▶ **Text segment**:
Risks To Czech Inflation From Wages And Emission Allowances
Czech consumer prices rose by 0.1% month-on-month and 2.5% year-on-year in August, according to a preliminary estimate. Annual inflation eased mainly due to softening food prices, driven in part by another monthly decline in unprocessed foodstuffs such as fruit and vegetables. Energy prices also dropped in August compared to the preceding month, affected by lower Brent crude prices and a stronger koruna against the dollar. August's headline inflation is below the Czech National Bank's expectation of 2.7%, with a significant impact from weaker food prices than expected, as well as marginally softer core inflation, as per our estimate. Still, one swallow doesn't make a summer, especially as the volatile part of foodstuffs is to blame.
Meanwhile, service prices experienced another monthly increase in August, marking uninterrupted gains since the beginning of the year and adding 4.7% annually. These are far too punchy dynamics, as a 3.5% YoY growth rate is consistent with long-term price stability for a converging economy. Annual price dynamics of goods eased to 1.1%, aligning well with the inflation target ordinance.

▶ **Provided material**:

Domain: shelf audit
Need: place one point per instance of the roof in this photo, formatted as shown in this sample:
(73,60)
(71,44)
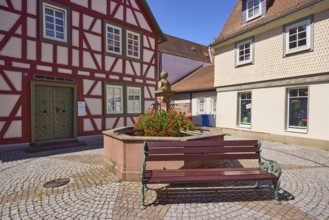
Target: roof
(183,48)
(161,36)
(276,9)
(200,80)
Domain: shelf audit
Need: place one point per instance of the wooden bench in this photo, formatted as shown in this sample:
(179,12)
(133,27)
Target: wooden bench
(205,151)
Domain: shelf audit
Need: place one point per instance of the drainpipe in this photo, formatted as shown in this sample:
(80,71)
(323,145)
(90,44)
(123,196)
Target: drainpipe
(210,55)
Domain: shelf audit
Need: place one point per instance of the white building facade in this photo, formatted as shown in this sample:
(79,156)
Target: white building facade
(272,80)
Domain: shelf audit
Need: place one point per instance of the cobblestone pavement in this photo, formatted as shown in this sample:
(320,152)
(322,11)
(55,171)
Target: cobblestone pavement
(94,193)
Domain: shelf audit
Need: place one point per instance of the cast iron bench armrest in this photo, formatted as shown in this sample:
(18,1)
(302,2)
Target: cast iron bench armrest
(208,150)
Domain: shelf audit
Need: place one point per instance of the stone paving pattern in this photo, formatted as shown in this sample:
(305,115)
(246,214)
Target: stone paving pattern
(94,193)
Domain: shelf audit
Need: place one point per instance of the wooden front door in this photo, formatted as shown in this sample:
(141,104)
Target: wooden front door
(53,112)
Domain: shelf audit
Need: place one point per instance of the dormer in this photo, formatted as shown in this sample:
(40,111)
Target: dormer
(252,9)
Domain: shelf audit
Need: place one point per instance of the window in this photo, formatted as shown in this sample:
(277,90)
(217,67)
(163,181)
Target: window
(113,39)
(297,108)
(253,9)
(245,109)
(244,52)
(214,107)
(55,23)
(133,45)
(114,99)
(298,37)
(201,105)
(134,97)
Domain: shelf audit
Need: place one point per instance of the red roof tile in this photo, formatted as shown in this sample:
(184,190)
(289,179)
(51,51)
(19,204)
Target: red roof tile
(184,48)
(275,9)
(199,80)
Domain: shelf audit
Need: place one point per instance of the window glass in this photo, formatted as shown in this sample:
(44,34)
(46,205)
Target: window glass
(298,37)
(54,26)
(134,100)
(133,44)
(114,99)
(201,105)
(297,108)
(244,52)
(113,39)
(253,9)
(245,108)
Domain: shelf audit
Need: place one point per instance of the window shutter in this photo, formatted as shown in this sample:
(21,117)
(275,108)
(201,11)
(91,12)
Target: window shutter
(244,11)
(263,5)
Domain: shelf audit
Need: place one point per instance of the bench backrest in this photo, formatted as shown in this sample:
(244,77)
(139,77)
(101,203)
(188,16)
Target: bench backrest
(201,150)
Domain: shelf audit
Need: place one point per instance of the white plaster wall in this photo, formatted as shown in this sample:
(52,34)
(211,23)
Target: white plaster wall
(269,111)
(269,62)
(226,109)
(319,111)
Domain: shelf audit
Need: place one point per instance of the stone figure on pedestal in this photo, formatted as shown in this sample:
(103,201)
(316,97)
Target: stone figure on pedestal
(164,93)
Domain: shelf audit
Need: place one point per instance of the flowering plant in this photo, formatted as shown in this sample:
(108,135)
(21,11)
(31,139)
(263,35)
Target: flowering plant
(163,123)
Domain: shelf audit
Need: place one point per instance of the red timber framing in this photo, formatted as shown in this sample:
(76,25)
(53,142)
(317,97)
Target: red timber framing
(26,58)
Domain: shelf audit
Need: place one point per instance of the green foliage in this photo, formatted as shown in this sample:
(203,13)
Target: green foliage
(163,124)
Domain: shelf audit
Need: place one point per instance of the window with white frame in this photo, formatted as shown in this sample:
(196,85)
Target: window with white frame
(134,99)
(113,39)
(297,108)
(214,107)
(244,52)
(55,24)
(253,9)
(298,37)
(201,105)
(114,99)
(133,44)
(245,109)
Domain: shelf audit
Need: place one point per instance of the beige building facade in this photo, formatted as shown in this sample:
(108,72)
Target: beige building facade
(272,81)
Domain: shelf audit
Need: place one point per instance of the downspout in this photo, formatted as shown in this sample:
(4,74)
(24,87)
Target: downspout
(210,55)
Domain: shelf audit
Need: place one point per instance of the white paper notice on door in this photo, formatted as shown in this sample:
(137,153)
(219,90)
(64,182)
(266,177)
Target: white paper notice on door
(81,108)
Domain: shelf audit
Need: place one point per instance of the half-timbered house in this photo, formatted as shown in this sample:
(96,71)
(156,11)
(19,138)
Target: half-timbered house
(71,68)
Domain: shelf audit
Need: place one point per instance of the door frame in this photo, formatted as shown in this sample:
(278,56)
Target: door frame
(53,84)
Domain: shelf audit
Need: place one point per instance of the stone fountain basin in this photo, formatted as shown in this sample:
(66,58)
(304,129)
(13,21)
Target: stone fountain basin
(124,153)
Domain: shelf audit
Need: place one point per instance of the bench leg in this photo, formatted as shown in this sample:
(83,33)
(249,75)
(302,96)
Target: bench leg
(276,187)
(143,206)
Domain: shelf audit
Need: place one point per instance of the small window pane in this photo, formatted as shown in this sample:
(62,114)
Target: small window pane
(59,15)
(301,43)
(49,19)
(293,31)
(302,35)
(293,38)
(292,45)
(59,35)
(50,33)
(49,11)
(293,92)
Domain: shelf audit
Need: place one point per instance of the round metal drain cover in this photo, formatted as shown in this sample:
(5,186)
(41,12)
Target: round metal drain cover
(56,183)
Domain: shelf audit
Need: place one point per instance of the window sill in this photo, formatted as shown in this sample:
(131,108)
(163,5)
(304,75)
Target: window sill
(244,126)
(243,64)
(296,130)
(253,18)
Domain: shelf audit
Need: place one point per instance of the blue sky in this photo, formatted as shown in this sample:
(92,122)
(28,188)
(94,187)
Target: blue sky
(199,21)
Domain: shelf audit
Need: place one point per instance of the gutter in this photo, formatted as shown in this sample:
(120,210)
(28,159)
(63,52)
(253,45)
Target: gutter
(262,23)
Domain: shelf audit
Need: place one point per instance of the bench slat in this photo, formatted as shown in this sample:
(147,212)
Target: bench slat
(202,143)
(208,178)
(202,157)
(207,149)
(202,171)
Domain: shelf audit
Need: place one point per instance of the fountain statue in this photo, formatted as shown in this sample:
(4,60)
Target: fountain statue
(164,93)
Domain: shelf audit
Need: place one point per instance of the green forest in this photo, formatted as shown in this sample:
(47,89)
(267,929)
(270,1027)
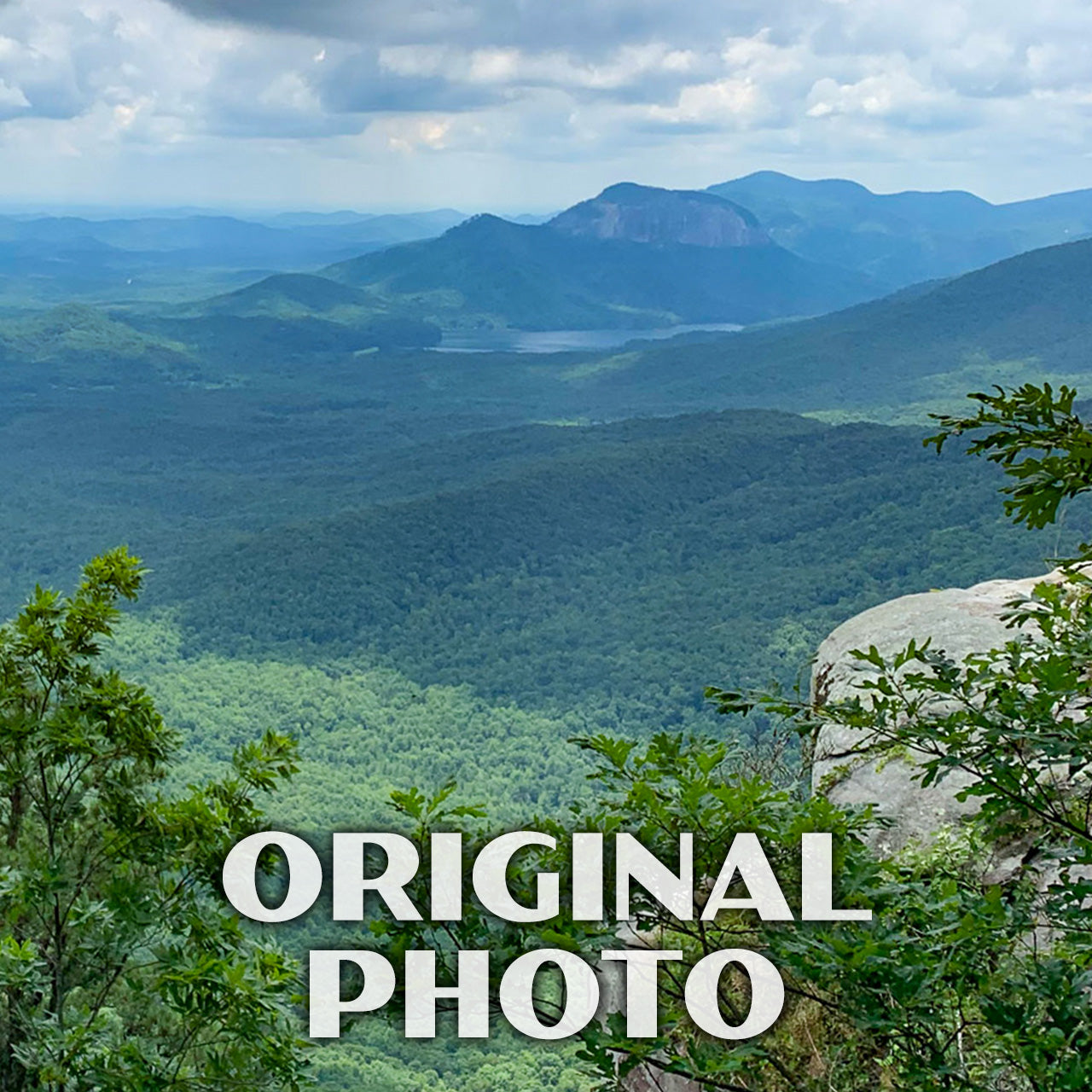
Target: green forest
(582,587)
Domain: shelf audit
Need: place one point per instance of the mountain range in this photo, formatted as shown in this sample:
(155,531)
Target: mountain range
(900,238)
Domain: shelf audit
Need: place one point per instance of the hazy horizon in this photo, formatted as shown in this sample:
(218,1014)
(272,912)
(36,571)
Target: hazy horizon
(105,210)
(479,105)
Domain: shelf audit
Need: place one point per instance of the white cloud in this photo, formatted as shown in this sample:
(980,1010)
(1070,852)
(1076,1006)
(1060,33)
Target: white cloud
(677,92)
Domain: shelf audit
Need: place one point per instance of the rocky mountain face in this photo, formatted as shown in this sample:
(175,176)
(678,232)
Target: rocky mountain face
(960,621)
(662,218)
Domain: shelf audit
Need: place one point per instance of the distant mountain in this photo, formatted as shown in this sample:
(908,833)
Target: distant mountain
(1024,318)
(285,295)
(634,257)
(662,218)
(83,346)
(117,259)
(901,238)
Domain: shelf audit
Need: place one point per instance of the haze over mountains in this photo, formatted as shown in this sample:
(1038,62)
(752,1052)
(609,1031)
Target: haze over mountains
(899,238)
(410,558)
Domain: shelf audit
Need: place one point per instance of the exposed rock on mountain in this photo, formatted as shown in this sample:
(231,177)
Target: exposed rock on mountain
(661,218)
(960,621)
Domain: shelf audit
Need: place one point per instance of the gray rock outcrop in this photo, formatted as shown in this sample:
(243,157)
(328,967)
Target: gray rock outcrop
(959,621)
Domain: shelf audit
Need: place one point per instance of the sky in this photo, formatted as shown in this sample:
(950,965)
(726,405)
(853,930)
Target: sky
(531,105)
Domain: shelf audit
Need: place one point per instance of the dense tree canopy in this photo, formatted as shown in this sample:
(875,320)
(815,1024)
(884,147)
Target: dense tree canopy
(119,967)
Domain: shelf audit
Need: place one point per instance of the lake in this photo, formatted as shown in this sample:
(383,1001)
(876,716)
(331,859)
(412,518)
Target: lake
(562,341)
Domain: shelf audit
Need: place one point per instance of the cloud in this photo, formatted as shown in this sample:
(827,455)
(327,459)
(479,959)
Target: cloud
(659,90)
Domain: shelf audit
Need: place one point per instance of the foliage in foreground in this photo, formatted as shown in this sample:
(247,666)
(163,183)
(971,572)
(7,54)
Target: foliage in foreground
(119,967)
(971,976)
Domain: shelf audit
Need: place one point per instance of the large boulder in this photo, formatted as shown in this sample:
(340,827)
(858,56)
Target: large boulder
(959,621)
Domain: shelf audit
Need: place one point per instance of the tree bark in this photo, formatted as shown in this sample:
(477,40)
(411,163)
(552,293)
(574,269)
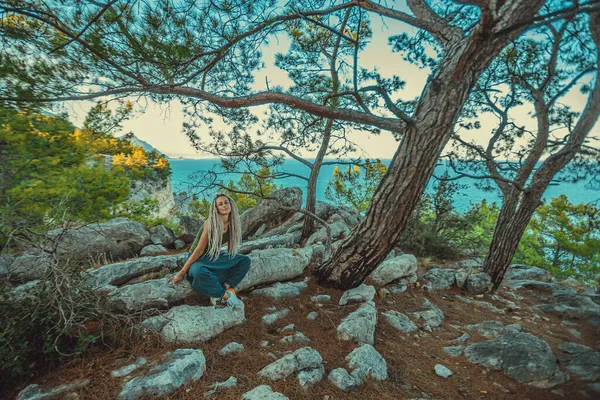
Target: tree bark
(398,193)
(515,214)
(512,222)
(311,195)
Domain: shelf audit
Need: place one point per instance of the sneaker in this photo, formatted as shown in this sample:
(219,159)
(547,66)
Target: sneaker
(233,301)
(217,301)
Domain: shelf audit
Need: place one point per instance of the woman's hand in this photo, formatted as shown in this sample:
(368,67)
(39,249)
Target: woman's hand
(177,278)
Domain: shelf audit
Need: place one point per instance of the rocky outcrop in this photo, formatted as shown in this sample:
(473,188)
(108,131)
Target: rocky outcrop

▶ **List of tasks**:
A – Could you transcribe the Czech inflation report, everything from "Risks To Czech" down to "is to blame."?
B – How would you finish out the next part of the Czech inflation report, picking up after its last sentence?

▶ **Expected answers**:
A –
Risks To Czech Inflation From Wages And Emission Allowances
Czech consumer prices rose by 0.1% month-on-month and 2.5% year-on-year in August, according to a preliminary estimate. Annual inflation eased mainly due to softening food prices, driven in part by another monthly decline in unprocessed foodstuffs such as fruit and vegetables. Energy prices also dropped in August compared to the preceding month, affected by lower Brent crude prices and a stronger koruna against the dollar. August's headline inflation is below the Czech National Bank's expectation of 2.7%, with a significant impact from weaker food prices than expected, as well as marginally softer core inflation, as per our estimate. Still, one swallow doesn't make a summer, especially as the volatile part of foodstuffs is to blame.

B –
When looking at the CNB definition, we see some structural shifts in the longer time horizon, with goods declining by 2.9% and services growing by 1% on average between 2009-13, and goods increasing by 0.4% and services by 2.6% on average between 2014-19. While the price dynamics of goods returned to calmer annual rates in 2024, price growth in services is not backing off, hovering stubbornly around 5%, driven by robust wage growth and upbeat spending. This results in persistently elevated core inflation, likely at 2.7% in August. The longer consumers observe these upbeat dynamics in service prices, the more likely it becomes embedded in their expectations. And once they stop wondering why their hairdresser's bill is 5% higher than a year ago, things start to get really tough for the guardians of price stability.
Service price dynamics have become structurally elevated
Source: CNB, Macrobond
We believe that the August reading marks the low point for Czech inflation, which is expected to gradually increase towards the end of the year. As the economic rebound gains traction and the labour market starts flipping again into a tightening mode in the coming quarters, the punchy wage growth and resilient core inflation will not allow for any monetary policy easing. On the contrary, the reasons for caution remain in place, as the introduction of emission allowances for households and small firms is coming into sight. The implementation of the second phase of the EU Emissions Trading System (ETS2) poses a significant upward risk for the 2027 CPI, which is well within the CNB's monetary policy horizon.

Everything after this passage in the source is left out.